- [EXTRACT TO READ]
Wednesday, June 25, 2008

I am all that is Dork!

So, as you all know, or should know, I was robbed. Twice. In the first robbery (evidently if you are not home, it is burglary, but it is cooler to say robbery, makes it more dramatic) the sons-a-bitches got my lap top. Now, losing my tax returns, having my accounts and passwords on there, various games loaded on there, and such was bad; but the worse thing was that all of my iTunes songs where on there. That sucked.

I was/am lucky that my iPod was in my truck for both break-ins. So, all of those songs that I purchased are still on my iPod. However, here is the problem, wait for it, steady: your iPod is sync’ed up to a particular version of your operating system. If you lose your computer, crash the hard drive, upgrade Windows, and various other calamity, you will not be able to get you songs from your iPod to your computer; and vice-versa.

This was the situation I was in. Now, there are several shareware, open source, and third party vendors that have programs that will ‘rip’ songs from you iPod to your PC; but I’m a cheap bastard (more truthfully, I couldn’t get them to install on Vista) and so I typed in “How to get songs from iPod to Computer Vista” into the Google search bar. After wading past all of the adverts and such, there was a nice Yahoo thread that told me to do the following.

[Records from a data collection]
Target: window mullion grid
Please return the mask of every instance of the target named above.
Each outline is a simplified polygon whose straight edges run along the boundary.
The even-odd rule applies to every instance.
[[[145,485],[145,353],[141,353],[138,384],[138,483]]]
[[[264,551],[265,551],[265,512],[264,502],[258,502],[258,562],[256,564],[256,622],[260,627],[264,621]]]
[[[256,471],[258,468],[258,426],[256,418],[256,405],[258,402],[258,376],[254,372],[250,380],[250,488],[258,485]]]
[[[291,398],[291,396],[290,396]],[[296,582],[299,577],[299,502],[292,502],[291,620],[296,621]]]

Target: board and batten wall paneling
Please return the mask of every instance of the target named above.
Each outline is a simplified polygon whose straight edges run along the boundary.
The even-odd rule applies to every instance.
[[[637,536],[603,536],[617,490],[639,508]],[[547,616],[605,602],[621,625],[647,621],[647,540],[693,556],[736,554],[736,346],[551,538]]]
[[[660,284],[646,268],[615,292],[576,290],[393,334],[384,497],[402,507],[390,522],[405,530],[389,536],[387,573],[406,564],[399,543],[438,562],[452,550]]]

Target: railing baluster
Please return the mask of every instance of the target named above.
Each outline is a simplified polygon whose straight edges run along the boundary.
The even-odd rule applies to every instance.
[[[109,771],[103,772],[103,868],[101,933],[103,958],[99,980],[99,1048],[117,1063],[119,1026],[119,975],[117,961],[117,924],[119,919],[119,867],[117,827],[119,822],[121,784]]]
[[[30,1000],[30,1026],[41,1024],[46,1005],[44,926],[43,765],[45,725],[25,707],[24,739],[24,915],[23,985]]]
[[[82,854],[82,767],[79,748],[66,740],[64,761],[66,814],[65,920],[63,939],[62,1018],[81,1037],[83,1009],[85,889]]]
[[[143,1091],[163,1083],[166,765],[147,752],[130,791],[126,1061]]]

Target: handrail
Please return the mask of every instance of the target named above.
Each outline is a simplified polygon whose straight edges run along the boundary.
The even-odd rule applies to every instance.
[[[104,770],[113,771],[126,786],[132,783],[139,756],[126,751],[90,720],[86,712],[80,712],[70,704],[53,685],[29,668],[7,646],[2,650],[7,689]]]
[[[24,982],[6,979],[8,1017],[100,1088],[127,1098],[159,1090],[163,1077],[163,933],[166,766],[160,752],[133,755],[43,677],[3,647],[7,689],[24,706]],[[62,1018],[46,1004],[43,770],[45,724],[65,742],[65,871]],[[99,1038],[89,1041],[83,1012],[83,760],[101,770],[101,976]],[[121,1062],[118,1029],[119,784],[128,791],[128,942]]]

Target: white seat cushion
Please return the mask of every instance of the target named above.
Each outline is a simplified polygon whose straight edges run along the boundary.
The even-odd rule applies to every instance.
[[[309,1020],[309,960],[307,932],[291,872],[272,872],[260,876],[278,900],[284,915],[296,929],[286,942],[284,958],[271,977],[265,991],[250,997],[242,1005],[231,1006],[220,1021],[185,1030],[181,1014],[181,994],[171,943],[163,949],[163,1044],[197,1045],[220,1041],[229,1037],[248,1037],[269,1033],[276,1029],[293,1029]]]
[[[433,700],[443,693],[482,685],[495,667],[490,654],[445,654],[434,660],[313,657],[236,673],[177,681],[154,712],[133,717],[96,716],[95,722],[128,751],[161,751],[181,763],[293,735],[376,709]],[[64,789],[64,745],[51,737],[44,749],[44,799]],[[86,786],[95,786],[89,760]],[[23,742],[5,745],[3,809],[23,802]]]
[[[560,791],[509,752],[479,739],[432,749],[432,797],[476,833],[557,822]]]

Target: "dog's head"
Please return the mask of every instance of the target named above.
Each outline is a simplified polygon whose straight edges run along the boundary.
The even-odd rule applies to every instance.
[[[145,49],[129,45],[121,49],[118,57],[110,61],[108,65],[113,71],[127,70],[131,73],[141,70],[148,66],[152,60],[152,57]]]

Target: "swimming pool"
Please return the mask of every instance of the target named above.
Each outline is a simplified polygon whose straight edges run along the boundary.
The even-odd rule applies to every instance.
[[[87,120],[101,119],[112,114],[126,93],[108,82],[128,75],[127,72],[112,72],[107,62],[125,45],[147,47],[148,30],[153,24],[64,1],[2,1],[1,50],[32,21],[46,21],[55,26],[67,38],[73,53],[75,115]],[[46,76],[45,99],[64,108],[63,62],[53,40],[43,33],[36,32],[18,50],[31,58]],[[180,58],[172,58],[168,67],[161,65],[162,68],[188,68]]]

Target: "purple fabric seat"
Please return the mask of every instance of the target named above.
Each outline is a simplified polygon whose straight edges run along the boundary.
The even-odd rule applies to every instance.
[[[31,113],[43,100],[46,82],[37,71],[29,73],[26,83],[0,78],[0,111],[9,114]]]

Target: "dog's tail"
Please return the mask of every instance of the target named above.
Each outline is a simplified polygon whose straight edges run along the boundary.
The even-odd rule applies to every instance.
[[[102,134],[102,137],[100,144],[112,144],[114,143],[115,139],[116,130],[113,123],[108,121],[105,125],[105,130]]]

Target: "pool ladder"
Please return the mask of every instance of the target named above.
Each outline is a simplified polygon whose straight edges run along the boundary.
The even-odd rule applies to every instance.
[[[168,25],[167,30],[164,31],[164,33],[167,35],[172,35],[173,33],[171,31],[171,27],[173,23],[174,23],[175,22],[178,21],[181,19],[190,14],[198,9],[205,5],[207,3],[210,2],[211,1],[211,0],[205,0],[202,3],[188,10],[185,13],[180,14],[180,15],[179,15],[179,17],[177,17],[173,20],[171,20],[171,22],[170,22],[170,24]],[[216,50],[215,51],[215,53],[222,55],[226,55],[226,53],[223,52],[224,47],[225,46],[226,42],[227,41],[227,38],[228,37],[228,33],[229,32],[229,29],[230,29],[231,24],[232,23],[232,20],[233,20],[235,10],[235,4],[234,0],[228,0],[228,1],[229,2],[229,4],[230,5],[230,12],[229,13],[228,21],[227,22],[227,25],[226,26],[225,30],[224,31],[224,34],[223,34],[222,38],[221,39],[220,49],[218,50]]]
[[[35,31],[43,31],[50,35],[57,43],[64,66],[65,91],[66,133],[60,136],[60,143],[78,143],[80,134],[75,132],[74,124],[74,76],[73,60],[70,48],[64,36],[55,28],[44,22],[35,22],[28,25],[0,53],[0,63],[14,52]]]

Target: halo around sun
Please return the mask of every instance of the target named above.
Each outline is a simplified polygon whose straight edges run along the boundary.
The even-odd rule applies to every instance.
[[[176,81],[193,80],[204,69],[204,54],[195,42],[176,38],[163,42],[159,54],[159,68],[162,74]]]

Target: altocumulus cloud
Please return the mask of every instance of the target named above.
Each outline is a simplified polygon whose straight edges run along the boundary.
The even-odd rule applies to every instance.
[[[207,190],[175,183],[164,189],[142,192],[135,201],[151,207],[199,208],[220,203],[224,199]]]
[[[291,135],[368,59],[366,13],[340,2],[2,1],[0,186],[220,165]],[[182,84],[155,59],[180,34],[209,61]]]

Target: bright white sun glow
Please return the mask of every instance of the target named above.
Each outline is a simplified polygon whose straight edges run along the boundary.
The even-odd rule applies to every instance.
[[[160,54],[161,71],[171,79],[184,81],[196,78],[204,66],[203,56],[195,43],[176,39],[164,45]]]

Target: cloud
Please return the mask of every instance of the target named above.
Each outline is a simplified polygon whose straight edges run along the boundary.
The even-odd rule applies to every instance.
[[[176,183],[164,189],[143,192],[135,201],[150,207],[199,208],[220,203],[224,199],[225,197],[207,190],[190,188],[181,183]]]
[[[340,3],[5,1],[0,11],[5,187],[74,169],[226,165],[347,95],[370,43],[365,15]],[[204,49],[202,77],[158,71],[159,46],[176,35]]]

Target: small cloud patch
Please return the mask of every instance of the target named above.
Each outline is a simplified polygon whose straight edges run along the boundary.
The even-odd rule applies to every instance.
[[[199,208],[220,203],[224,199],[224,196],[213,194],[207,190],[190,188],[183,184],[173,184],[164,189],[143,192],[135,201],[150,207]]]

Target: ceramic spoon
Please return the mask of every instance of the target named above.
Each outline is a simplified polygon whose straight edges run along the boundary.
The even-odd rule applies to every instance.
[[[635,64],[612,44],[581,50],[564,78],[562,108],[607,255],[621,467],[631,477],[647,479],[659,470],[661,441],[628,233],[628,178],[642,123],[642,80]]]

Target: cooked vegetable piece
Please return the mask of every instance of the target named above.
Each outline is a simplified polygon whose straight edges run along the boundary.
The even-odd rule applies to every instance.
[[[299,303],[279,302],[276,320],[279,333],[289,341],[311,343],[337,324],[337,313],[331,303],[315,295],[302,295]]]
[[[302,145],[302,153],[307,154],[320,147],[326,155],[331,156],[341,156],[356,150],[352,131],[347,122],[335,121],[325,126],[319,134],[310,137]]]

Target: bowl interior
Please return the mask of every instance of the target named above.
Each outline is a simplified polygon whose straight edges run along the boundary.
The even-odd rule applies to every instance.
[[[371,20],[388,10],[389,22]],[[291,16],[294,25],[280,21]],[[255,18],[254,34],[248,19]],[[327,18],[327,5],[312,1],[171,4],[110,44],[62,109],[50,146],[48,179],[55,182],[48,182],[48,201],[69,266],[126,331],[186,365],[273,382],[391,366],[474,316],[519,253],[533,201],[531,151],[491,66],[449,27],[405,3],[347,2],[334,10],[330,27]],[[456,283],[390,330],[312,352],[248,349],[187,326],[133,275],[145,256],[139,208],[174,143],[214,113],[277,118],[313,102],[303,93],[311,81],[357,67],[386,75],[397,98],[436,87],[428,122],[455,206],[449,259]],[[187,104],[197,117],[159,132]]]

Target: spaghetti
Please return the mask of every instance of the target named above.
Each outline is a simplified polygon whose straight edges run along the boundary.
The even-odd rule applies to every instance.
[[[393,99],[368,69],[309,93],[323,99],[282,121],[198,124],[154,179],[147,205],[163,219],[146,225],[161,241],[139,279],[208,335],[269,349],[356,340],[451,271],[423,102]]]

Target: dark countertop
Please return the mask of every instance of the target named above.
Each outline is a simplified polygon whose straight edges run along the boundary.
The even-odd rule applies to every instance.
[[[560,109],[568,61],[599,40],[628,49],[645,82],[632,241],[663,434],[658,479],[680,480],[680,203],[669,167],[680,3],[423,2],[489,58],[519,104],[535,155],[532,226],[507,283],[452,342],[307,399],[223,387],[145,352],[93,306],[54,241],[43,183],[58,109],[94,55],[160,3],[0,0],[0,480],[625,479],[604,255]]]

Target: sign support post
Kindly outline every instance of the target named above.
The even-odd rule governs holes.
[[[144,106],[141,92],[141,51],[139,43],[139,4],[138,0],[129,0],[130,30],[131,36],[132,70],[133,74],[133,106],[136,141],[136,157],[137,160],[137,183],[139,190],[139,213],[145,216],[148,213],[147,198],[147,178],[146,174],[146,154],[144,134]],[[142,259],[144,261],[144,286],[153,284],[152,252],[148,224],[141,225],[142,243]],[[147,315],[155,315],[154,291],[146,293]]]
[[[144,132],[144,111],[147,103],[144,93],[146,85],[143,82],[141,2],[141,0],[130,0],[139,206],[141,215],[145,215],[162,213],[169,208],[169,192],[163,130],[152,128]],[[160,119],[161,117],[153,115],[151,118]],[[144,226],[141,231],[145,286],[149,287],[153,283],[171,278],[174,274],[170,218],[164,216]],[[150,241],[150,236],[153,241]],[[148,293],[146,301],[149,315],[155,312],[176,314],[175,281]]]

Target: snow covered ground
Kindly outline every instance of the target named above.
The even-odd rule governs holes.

- [TO DO] Output the passage of the blog post about the stolen laptop that begins with "I was/am lucky" and ends with "computer; and vice-versa.", word for word. The records play no part in what comes next.

- [CORRECT RESPONSE]
I was/am lucky that my iPod was in my truck for both break-ins. So, all of those songs that I purchased are still on my iPod. However, here is the problem, wait for it, steady: your iPod is sync’ed up to a particular version of your operating system. If you lose your computer, crash the hard drive, upgrade Windows, and various other calamity, you will not be able to get you songs from your iPod to your computer; and vice-versa.